## [EXTRAIT DE LA PAGE]
Lorsqu'on regarde leurs reportages aux bulletins d'information ou qu'on lit leurs articles dans le journal le matin, on ne pense pas nécessairement aux dangers auxquels s'exposent les journalistes de guerre pour accomplir leur travail.

C'est tout le contraire pour les membres de leur famille, qui craignent un accident et se demandent sans cesse, comme les familles des soldats partis au front, si l'être cher reviendra intact.

C'est de cette réalité-là que nous parle la journaliste Danielle Laurin dans Promets-moi que tu reviendras vivant.

## [EXTRAIT DES DONNÉES]
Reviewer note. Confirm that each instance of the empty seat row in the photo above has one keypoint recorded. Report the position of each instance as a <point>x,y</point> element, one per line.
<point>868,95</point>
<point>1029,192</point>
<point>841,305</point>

## [À VOUS DE JOUER]
• a. D'après le texte sur les journalistes de guerre, les affirmations suivantes sont-elles exactes ? Répondez par oui ou par non et citez les mots du texte qui tranchent.
(i) Les familles des journalistes de guerre ne songent guère aux dangers du métier.
(ii) Danielle Laurin est journaliste.
(iii) Le texte compare les familles des journalistes de guerre à celles des soldats.
• b. Poursuivez le texte sur les journalistes de guerre après sa dernière phrase.

## [RÉPONSES CI-DESSOUS]
• a.
(i) Non : « C'est tout le contraire pour les membres de leur famille, qui craignent un accident ».
(ii) Oui : « la journaliste Danielle Laurin ».
(iii) Oui : « comme les familles des soldats partis au front ».

• b.
Journaliste travaillant dans les milieux littéraires (elle collabore entre autres à Elle Québec et au Devoir), Mme Laurin est la conjointe d'un journaliste de Radio-Canada avec qui elle a deux enfants. Dès les premières pages du livre, on sent exploser sa colère et son incompréhension face à la décision de son compagnon de se rendre en Afghanistan au lendemain du 11 septembre 2001. C'est pour mieux comprendre ses motivations qu'elle a écrit ce livre, bâti autour d'une série de rencontres avec d'autres journalistes de guerre. Une sorte de quête très personnelle, au fond, pour découvrir ce qui pousse ces êtres à risquer leur vie pour pratiquer leur métier.

Pourquoi?

De Céline Galipeau à notre collègue Michèle Ouimet, en passant par Anne Nivat, Patrice Roy, Patrick Chauvel et Mariane Pearl, dont le mari a été assassiné, Danielle Laurin pose inlassablement la même question. Pourquoi?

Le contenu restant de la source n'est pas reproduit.